Task directions - Pull out each line in the entries below that contains the string "before", and copy those lines unchanged.

Start of Block

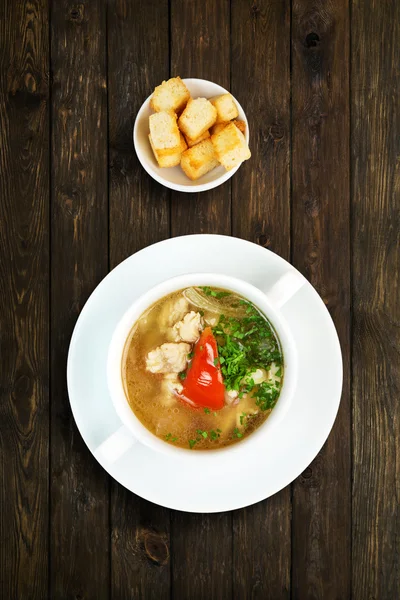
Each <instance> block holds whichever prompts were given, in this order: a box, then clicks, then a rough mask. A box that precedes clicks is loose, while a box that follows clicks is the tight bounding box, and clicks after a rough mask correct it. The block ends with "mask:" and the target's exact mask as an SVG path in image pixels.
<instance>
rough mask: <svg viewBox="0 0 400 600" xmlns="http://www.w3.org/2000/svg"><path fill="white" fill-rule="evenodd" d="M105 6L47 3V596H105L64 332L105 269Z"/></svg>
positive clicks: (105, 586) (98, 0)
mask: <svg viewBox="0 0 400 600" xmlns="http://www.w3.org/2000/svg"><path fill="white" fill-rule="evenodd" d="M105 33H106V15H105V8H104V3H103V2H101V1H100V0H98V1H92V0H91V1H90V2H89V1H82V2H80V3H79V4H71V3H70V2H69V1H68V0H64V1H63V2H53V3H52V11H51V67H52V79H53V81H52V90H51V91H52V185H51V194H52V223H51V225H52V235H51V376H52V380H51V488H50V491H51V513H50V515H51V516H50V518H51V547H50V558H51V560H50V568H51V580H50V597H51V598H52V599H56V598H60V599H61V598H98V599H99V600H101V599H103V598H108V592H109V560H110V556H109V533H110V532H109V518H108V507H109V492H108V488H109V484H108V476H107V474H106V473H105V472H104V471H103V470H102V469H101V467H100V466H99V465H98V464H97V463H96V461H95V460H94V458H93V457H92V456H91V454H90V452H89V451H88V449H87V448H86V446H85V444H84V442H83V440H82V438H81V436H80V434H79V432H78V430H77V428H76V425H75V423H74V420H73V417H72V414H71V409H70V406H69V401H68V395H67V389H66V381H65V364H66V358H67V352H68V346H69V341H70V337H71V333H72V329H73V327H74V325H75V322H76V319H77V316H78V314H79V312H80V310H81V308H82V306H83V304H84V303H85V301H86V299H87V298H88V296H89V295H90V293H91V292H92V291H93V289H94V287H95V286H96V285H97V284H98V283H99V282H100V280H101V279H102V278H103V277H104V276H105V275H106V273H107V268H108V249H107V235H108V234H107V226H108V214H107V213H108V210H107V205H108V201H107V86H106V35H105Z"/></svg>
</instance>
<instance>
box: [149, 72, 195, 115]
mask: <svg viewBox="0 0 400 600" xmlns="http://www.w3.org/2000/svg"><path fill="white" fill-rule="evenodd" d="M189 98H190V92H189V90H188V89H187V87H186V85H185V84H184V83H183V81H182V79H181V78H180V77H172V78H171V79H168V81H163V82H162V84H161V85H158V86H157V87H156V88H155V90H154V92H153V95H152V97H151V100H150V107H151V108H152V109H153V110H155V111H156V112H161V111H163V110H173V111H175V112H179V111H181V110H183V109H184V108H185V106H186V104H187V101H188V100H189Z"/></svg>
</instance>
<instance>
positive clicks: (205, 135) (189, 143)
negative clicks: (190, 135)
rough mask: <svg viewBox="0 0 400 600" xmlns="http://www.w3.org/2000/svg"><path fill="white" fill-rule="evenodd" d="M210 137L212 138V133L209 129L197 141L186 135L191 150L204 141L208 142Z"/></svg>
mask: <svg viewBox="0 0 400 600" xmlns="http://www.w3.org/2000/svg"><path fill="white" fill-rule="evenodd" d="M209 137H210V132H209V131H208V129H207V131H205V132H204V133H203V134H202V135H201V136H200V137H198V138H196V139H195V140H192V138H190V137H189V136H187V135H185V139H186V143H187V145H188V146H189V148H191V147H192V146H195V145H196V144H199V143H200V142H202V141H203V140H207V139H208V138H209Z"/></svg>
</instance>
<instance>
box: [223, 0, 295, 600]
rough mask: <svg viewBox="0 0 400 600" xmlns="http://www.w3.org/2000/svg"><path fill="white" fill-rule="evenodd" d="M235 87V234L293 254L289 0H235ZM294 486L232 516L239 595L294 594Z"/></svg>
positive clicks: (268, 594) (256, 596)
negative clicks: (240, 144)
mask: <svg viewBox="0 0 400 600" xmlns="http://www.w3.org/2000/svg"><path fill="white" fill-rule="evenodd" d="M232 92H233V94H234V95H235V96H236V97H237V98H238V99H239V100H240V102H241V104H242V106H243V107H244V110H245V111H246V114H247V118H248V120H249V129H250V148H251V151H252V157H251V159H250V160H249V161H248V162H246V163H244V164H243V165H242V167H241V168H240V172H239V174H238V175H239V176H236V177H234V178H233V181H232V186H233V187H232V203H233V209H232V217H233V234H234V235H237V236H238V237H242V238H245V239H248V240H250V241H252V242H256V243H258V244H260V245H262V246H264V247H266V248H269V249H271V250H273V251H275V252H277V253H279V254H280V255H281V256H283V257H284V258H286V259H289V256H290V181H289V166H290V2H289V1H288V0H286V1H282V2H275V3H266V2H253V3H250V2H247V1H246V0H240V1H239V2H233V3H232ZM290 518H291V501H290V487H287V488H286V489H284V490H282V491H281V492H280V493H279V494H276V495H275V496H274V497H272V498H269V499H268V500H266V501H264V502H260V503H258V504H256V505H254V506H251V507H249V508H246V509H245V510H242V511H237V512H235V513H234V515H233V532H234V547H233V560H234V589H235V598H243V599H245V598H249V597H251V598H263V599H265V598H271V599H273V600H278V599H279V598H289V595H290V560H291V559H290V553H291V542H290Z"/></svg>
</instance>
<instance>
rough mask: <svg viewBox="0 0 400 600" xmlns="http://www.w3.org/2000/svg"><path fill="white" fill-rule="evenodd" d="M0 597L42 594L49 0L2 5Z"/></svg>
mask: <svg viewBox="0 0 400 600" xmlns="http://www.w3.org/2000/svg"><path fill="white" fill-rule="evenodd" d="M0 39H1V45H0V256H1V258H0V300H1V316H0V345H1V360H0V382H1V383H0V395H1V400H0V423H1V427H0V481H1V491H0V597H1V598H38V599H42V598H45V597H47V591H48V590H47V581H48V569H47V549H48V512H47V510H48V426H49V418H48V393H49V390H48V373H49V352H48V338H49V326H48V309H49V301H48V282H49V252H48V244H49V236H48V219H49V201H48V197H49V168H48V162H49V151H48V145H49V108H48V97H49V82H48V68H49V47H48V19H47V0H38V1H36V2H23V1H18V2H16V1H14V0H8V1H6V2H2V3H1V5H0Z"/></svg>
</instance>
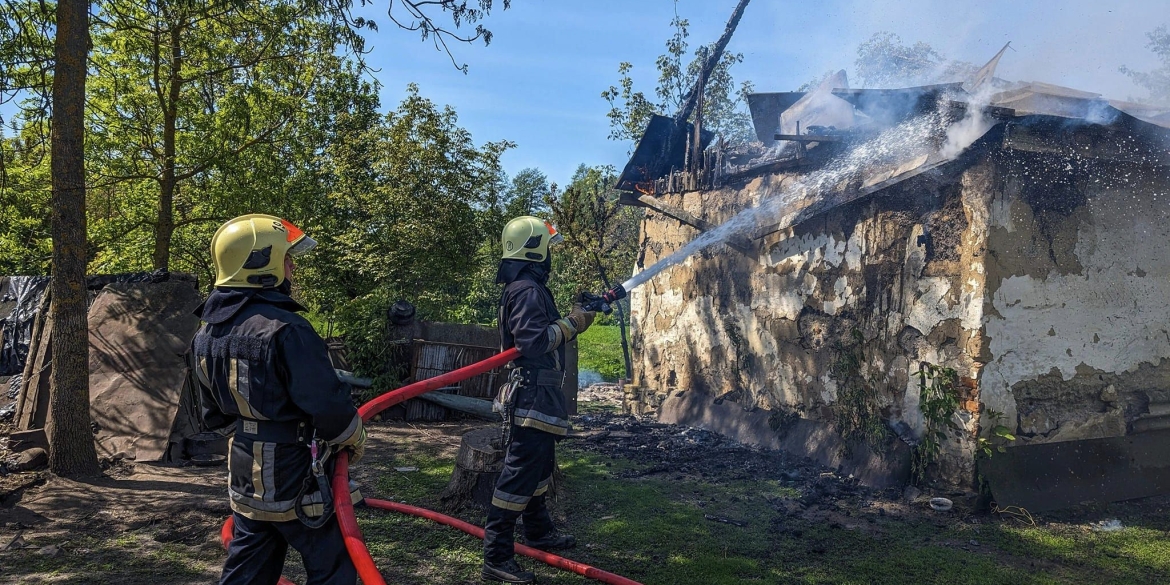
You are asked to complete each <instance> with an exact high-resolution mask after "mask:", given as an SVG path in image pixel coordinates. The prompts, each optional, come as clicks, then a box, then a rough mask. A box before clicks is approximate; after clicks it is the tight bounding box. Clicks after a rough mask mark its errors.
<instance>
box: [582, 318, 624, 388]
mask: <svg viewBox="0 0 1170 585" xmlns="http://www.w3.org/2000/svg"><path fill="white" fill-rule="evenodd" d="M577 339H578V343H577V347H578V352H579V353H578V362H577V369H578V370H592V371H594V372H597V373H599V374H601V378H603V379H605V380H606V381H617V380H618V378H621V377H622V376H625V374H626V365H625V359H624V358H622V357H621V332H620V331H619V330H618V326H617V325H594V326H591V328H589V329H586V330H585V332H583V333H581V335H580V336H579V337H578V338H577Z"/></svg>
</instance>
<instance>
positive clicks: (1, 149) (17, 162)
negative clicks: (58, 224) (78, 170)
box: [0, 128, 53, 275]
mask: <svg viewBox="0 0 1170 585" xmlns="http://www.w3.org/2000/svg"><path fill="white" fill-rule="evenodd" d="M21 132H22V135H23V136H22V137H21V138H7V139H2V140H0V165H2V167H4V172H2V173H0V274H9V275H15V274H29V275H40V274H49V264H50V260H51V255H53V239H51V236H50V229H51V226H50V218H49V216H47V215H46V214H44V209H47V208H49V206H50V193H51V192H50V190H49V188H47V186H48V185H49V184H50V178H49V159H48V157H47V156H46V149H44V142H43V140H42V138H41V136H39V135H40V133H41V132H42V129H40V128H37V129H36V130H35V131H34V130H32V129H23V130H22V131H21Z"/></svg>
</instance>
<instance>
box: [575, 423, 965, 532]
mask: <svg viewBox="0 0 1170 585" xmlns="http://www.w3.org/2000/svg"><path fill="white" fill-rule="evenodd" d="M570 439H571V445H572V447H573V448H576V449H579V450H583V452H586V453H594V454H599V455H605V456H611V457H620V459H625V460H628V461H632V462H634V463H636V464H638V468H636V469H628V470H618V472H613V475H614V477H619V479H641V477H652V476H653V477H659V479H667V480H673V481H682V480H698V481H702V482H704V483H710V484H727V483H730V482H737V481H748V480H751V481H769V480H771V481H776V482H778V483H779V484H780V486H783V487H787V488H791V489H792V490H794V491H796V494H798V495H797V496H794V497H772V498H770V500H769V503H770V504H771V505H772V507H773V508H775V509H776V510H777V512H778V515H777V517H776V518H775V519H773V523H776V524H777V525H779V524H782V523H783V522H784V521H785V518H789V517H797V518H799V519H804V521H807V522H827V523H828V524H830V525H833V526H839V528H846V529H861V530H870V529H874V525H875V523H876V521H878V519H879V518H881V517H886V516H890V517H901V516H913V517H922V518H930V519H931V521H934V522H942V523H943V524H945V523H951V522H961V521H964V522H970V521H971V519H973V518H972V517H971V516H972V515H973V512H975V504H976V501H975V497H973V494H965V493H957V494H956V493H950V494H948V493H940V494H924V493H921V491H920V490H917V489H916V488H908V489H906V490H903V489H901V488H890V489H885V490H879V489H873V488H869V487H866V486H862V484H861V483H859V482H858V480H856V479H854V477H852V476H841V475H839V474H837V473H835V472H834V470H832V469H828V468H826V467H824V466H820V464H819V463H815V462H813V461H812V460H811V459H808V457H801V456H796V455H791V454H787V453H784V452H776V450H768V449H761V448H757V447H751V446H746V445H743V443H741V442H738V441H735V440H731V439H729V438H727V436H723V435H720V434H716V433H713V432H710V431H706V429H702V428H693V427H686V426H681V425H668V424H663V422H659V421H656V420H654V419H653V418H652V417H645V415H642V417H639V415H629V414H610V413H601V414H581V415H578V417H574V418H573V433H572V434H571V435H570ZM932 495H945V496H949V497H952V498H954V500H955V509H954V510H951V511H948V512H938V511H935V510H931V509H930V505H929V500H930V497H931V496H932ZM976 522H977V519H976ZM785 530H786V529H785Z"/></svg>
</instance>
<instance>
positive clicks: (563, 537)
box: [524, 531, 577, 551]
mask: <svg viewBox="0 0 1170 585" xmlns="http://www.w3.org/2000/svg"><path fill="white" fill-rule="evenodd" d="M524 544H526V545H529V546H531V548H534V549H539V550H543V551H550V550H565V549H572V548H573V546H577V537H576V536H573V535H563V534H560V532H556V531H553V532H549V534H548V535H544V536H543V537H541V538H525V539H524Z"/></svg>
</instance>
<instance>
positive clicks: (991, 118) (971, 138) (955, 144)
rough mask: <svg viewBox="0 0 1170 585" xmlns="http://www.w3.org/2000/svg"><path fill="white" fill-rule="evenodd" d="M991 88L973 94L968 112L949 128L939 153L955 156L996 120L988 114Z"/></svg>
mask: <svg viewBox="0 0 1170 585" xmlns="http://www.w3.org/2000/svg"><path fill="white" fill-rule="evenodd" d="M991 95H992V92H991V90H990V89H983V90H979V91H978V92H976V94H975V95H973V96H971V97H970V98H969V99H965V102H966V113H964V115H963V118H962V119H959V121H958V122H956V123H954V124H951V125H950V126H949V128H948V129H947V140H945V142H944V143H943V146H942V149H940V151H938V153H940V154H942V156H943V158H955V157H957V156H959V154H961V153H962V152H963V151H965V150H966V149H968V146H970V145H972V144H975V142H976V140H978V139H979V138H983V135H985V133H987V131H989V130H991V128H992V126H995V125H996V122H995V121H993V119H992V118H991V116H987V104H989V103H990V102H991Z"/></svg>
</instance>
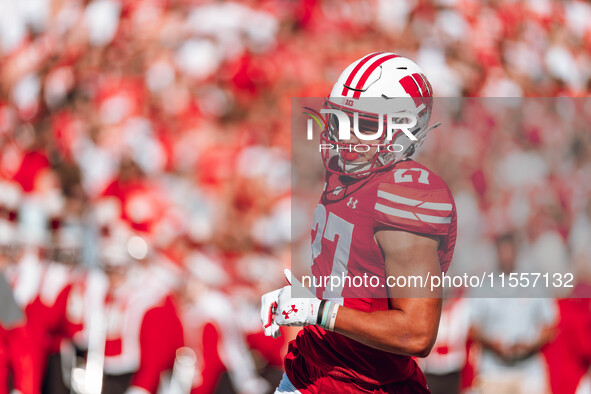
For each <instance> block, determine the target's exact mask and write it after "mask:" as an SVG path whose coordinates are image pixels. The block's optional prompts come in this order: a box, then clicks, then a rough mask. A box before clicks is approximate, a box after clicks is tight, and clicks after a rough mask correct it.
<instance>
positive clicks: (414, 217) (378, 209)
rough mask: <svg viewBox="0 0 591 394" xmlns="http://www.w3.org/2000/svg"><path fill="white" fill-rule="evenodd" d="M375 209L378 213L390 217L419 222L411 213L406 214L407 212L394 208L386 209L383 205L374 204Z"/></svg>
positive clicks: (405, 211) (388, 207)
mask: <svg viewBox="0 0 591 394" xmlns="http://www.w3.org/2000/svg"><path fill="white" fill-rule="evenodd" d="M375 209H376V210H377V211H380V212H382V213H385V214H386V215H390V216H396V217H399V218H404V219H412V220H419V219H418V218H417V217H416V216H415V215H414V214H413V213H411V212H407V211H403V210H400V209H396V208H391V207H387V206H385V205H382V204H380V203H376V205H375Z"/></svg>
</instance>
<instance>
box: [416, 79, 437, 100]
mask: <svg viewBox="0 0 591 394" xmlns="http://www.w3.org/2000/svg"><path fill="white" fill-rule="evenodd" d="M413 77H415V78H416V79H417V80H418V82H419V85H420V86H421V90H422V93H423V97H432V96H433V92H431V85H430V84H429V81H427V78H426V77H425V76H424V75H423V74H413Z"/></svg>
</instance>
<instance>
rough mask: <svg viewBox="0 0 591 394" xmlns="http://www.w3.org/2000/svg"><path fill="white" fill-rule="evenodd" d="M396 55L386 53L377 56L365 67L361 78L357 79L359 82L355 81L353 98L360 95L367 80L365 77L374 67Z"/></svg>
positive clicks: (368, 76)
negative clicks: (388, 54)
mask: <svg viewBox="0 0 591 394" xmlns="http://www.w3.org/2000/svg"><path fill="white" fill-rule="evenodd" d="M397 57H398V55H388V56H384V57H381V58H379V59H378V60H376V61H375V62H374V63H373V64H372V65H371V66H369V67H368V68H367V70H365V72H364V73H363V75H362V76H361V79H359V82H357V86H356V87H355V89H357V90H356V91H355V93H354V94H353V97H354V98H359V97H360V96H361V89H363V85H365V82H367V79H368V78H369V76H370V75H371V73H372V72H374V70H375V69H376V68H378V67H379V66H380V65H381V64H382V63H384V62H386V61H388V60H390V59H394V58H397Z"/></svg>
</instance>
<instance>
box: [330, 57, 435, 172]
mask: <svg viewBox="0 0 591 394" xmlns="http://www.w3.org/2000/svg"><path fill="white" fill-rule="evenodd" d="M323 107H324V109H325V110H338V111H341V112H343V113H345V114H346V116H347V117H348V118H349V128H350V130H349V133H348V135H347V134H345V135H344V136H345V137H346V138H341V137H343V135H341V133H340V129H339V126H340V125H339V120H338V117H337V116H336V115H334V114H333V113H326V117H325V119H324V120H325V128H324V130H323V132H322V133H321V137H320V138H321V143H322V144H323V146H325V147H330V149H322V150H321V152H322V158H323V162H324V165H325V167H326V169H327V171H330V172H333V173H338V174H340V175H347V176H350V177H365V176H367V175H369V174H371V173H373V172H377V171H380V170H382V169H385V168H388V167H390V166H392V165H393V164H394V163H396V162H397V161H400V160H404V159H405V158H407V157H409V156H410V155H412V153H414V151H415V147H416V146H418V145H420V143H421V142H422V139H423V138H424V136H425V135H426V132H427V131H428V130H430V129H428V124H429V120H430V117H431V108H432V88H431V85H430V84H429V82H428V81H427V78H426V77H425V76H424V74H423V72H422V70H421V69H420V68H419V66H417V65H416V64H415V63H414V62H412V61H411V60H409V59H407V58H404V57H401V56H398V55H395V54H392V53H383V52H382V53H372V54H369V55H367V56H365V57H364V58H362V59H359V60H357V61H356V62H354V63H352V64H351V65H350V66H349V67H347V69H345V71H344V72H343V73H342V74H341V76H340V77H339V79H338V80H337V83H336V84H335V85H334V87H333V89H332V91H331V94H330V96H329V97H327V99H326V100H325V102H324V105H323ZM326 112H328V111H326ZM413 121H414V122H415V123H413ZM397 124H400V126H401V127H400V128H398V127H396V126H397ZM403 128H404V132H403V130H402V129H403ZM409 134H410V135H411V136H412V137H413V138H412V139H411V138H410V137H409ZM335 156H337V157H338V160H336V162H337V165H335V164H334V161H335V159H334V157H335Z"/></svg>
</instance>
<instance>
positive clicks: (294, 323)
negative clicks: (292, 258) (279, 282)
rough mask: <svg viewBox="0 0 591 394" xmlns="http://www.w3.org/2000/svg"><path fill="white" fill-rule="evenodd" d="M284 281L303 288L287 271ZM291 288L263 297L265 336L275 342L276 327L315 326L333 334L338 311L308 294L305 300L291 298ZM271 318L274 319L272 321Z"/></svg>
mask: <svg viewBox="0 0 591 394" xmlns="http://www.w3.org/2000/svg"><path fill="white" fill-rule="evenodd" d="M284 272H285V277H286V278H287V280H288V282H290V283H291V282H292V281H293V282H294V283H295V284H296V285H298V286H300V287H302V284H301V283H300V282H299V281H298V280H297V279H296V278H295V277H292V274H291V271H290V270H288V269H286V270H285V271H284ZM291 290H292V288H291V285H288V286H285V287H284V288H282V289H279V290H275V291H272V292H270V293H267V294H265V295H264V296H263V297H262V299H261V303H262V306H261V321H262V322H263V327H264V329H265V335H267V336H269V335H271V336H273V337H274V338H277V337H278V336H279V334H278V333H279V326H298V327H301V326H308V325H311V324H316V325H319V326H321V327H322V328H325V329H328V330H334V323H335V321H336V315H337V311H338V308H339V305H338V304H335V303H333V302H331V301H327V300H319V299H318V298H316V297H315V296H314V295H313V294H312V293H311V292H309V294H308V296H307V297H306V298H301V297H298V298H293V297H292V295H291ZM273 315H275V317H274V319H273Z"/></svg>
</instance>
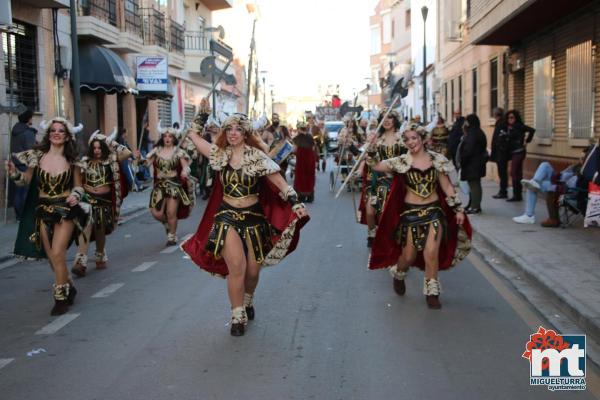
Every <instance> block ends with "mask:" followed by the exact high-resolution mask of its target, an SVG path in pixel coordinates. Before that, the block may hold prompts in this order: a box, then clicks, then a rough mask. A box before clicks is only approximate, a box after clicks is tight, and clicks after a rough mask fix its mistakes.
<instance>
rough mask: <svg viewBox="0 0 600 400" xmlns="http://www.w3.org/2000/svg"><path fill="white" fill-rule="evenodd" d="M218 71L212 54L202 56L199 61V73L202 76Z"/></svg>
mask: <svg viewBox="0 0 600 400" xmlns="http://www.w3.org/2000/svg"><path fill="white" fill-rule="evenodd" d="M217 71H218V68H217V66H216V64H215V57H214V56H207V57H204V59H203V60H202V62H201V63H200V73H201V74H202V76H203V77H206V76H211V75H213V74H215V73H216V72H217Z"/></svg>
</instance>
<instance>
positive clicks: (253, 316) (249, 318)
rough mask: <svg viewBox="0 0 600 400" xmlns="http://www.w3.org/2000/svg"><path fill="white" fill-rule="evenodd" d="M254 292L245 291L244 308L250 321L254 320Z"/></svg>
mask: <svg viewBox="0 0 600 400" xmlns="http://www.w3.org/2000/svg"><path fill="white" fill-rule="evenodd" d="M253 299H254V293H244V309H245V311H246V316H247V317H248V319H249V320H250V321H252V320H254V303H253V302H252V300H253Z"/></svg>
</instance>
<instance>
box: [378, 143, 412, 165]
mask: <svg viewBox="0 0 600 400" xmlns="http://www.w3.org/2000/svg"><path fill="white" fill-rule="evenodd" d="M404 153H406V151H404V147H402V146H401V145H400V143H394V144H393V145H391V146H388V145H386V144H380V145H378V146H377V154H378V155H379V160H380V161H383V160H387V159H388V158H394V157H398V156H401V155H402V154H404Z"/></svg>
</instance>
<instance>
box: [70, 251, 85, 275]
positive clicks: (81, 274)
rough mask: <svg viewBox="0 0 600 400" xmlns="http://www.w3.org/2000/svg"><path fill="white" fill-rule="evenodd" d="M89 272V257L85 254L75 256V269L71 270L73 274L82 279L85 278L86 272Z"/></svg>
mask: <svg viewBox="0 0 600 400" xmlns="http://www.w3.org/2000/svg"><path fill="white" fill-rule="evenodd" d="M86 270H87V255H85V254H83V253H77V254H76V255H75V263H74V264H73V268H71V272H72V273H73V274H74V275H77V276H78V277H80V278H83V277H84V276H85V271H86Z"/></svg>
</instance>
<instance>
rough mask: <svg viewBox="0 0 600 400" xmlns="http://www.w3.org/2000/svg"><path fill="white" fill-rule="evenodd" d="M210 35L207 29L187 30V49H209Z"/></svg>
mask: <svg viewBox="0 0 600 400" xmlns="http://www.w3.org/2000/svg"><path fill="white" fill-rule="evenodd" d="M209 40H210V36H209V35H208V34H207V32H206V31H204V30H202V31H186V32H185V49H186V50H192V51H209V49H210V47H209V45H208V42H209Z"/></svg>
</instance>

End of Block

Exercise response -
You are asked to complete each <instance> with an exact high-resolution mask after "mask:", given as an SVG path in image pixel coordinates. The prompts, each optional, come as clicks, then a box, then a rough mask. A box before clicks is approximate; after clicks it is the tight bounding box. Clicks after a rough mask mark its errors.
For each <instance> block, determine the target's exact mask and write it after "mask:" as an SVG path whose coordinates are image pixels. The block's optional prompts come in this order: a box, then clicks, then a rough mask. A box before clicks is approximate, a box after clicks is tight, and clicks after a rough mask correct it.
Every <instance> block ends with "mask:" followed by the exact high-resolution mask of its target, an SVG path in pixel coordinates. Before that, the block may hold prompts in this order: a box, then clicks, then a rough mask. A box before clicks is only approximate, a box after clicks is tight, and clicks after a rough mask fix its mistakes.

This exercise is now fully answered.